* begin Input data *

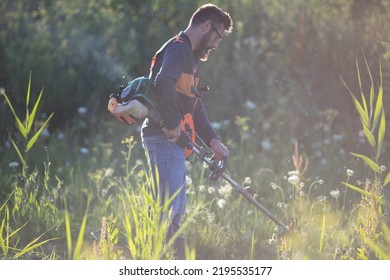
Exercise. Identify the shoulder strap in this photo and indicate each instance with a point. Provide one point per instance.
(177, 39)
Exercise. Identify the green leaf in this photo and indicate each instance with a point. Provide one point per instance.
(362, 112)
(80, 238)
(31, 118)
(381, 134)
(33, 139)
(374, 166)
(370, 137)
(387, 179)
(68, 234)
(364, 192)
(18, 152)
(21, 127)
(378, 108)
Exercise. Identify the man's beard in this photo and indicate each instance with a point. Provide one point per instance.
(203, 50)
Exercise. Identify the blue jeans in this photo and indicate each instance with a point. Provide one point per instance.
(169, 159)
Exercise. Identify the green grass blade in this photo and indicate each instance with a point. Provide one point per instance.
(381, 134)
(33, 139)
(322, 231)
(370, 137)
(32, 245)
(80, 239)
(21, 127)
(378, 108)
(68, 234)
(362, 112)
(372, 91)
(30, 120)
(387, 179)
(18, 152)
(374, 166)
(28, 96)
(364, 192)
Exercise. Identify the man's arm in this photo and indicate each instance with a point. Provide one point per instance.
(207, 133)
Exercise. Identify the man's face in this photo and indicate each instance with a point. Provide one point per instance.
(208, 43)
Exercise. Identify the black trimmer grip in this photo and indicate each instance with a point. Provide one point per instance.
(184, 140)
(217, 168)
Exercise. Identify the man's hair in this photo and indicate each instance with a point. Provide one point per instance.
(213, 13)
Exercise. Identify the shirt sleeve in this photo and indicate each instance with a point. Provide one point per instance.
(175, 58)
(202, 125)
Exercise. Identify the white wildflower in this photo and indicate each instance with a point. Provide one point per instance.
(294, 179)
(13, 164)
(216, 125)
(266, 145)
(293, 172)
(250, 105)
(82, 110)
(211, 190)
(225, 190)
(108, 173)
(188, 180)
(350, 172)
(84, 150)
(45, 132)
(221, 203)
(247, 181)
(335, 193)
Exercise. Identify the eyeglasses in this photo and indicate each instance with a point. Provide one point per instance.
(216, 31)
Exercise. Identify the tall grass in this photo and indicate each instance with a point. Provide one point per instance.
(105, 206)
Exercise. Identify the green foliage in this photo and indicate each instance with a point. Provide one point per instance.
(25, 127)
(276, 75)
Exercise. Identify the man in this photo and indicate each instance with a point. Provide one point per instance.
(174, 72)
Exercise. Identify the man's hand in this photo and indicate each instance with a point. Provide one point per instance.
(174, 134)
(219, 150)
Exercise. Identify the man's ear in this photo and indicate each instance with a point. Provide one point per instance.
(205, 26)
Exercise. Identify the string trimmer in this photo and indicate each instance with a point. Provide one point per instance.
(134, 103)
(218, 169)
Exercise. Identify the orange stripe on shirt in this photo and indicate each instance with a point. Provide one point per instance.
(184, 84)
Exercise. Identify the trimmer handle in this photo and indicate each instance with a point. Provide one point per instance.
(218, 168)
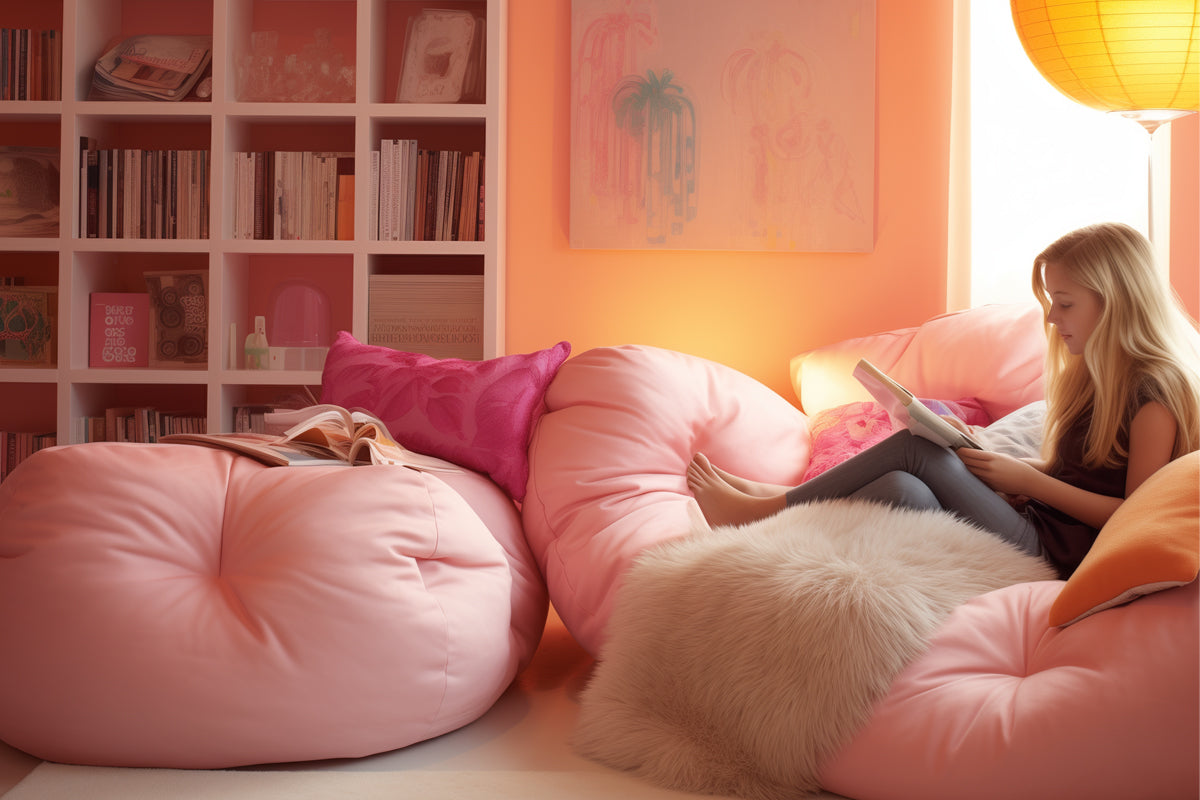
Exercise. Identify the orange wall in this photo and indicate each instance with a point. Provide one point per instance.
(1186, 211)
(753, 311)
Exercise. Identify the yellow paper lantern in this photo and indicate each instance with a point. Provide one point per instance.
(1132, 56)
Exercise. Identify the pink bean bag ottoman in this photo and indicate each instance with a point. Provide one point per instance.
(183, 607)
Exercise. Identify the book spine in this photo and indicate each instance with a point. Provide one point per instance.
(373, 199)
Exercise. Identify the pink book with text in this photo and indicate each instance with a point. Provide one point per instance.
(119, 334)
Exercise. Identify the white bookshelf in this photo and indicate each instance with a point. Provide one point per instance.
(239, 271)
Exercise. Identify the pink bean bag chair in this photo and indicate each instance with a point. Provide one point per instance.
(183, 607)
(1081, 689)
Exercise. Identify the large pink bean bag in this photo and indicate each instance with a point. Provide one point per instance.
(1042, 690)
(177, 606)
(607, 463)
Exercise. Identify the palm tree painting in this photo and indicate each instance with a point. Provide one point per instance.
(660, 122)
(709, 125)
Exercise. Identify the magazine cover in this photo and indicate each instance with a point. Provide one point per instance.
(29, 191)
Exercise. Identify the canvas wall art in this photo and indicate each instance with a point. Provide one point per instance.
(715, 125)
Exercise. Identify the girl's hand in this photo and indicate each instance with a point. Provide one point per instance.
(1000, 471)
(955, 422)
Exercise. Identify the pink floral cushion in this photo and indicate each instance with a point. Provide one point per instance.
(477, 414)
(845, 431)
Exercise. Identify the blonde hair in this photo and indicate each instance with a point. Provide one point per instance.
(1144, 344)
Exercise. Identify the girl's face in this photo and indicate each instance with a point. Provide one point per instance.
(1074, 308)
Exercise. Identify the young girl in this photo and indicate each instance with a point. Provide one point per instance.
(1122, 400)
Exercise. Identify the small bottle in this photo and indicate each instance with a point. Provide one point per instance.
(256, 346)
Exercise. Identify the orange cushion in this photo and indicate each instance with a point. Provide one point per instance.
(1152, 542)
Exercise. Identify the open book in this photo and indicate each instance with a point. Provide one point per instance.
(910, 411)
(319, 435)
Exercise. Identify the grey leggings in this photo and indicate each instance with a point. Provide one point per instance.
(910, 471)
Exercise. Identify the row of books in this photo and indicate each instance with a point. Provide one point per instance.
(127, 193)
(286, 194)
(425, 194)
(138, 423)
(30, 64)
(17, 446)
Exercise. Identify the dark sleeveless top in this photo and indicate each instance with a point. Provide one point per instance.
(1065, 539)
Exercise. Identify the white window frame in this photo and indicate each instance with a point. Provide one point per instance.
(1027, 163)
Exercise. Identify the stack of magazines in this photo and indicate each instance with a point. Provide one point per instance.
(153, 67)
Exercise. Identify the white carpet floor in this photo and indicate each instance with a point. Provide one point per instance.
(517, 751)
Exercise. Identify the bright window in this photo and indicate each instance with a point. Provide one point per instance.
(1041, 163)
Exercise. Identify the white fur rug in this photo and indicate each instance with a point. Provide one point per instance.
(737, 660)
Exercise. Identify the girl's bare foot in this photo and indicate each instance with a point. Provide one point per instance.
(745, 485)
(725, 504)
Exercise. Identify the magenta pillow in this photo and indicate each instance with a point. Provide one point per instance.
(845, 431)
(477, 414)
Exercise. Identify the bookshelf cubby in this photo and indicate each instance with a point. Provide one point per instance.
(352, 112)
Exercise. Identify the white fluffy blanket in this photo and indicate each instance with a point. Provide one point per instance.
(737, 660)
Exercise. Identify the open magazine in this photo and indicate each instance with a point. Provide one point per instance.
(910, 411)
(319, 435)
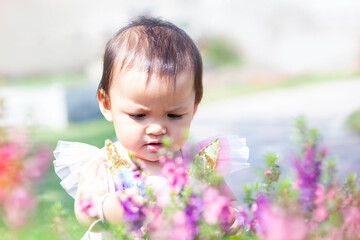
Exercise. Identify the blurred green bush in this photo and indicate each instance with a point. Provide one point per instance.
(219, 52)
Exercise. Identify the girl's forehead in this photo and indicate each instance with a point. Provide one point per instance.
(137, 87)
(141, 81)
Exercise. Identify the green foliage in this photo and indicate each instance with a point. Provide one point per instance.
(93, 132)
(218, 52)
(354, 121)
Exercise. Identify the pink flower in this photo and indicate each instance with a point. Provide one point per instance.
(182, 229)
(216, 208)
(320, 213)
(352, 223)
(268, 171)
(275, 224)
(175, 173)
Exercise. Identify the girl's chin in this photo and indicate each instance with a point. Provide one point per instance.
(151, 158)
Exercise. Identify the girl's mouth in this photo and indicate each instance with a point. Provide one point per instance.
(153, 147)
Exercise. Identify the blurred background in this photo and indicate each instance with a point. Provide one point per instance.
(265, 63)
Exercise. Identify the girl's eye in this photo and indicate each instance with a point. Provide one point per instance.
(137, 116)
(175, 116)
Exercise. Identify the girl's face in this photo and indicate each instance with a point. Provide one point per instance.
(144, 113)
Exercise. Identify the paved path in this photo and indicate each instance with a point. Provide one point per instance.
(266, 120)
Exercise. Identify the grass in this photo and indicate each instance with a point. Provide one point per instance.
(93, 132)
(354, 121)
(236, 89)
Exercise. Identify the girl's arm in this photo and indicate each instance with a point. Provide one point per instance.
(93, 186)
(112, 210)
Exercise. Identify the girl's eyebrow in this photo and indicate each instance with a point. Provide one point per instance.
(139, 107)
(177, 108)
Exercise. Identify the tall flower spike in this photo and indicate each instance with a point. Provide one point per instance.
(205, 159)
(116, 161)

* end Input data *
* begin Input data *

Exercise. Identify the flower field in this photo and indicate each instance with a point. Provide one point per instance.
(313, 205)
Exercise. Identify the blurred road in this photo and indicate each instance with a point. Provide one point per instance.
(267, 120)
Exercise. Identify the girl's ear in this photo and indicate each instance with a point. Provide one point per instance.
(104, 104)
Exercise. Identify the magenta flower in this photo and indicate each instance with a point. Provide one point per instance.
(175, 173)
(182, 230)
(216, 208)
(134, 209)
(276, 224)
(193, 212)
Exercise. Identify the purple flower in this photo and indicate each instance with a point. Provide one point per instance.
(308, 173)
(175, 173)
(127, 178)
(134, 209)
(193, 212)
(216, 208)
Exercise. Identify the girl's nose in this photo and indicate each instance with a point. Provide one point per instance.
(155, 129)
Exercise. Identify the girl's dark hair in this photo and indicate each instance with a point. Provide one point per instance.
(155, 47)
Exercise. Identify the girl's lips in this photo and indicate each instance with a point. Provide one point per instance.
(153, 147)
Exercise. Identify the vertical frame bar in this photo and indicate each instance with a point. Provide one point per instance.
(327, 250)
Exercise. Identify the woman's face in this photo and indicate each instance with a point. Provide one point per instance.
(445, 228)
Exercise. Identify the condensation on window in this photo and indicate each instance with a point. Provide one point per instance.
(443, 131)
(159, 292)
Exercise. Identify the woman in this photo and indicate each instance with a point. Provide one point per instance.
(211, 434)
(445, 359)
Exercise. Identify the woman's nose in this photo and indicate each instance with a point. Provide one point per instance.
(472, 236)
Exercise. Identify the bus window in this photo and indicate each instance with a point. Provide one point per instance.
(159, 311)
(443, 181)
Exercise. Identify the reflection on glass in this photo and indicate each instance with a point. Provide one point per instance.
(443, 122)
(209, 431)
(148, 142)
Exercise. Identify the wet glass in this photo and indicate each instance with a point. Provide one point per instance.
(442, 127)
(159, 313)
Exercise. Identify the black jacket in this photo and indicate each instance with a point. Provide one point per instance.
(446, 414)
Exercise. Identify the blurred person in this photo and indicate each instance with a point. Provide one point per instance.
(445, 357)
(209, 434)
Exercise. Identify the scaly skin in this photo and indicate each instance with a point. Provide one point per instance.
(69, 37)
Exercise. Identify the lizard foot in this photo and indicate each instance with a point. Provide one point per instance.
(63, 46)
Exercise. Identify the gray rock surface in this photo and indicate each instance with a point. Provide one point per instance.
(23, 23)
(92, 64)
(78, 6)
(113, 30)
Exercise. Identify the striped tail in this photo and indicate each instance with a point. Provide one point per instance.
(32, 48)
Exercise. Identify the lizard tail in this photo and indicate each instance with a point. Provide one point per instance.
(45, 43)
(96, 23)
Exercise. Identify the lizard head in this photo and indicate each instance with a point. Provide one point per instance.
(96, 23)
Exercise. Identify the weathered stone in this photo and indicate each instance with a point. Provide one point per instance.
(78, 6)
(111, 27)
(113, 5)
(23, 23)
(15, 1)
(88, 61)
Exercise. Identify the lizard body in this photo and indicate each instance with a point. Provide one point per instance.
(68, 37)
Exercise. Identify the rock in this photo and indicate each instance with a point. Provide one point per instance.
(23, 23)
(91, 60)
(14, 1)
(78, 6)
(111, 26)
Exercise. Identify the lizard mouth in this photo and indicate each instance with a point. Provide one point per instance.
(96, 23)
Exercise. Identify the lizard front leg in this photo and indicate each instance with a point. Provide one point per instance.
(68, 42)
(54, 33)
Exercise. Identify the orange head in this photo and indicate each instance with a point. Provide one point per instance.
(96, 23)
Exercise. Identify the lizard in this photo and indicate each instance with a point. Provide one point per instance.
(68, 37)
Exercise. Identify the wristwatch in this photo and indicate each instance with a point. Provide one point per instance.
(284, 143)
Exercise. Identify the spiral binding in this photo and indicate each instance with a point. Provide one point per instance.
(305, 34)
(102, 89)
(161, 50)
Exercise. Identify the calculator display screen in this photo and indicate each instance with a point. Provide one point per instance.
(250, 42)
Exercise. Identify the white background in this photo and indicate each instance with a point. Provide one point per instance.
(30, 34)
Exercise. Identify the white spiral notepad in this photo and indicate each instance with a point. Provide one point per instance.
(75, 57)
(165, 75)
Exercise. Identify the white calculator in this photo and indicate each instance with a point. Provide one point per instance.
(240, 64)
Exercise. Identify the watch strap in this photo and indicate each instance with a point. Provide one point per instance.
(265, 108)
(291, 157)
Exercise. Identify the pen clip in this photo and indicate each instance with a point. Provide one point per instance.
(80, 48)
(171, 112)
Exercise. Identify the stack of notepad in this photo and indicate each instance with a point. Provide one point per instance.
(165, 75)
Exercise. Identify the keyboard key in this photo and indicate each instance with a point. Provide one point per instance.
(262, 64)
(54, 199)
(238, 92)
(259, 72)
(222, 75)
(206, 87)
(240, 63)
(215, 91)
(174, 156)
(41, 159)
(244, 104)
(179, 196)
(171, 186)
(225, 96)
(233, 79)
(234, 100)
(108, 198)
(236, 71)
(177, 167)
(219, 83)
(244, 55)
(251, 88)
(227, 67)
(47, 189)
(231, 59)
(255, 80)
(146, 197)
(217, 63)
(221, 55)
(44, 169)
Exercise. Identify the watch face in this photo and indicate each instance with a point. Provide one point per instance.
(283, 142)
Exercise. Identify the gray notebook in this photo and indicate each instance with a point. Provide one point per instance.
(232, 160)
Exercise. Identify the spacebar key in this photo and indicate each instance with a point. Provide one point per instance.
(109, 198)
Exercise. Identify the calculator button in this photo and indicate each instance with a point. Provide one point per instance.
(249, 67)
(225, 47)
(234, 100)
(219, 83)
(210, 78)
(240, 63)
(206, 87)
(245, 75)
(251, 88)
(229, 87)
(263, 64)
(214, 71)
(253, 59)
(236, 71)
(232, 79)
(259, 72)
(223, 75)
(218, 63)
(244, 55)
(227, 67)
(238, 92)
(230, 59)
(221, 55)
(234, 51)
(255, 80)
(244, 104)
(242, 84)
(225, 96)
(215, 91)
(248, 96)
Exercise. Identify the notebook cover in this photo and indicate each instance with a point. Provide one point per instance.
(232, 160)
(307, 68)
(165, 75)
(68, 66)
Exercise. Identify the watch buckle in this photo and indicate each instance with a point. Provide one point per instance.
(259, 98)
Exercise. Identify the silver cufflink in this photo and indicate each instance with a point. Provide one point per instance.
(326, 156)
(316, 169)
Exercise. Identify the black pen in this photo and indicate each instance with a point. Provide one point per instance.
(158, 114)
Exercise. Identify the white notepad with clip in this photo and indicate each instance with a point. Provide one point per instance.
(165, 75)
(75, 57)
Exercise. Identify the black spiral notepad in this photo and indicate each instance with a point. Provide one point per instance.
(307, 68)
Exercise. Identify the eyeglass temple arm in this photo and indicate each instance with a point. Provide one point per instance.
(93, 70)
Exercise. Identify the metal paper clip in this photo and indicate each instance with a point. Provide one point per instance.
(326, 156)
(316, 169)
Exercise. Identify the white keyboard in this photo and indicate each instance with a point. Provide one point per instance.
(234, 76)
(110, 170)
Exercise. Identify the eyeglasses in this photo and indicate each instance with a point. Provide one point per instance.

* end Input data *

# [Job]
Render the lines of the material running from the one containing "Exercise. Identify the orange cushion" through the one containing "(1041, 163)", both included, as a JSON list of strings with one string per line and blank lines omitted.

# [Reply]
[
  "Exercise. Identify the orange cushion in this photo and indicate each instance with a point. Provide one point per instance.",
  "(1152, 542)",
  "Exercise. Identify the open book in this photo and indicate each instance with a point. Provide one point per instance.",
  "(910, 411)",
  "(319, 435)",
  "Exercise. Identify the grey leggings in this photo and indicate each instance with a point. Provide one point per instance.",
  "(910, 471)",
  "Exercise. Identify the row of books in this photo and indicate each instance with a point. Provide one point per instance.",
  "(127, 193)",
  "(286, 194)",
  "(425, 194)",
  "(138, 423)",
  "(30, 64)",
  "(17, 446)",
  "Exercise. Identify the dark sleeveless top in this photo and indicate each instance with a point. Provide one point per instance.",
  "(1065, 539)",
  "Exercise. Identify the white window frame in this photo and indicate each instance with a point. Provide one point per instance.",
  "(1027, 163)",
  "Exercise. Identify the stack of magazines in this photo and indicate each instance with a point. Provide one point per instance.",
  "(153, 67)",
  "Exercise. Identify the white carpet floor in this photo and indicate each instance with a point. Provide one point per instance.",
  "(517, 751)",
  "Exercise. Identify the bright window in this photo and indicate each instance with a point. Provide one point per instance.",
  "(1041, 163)"
]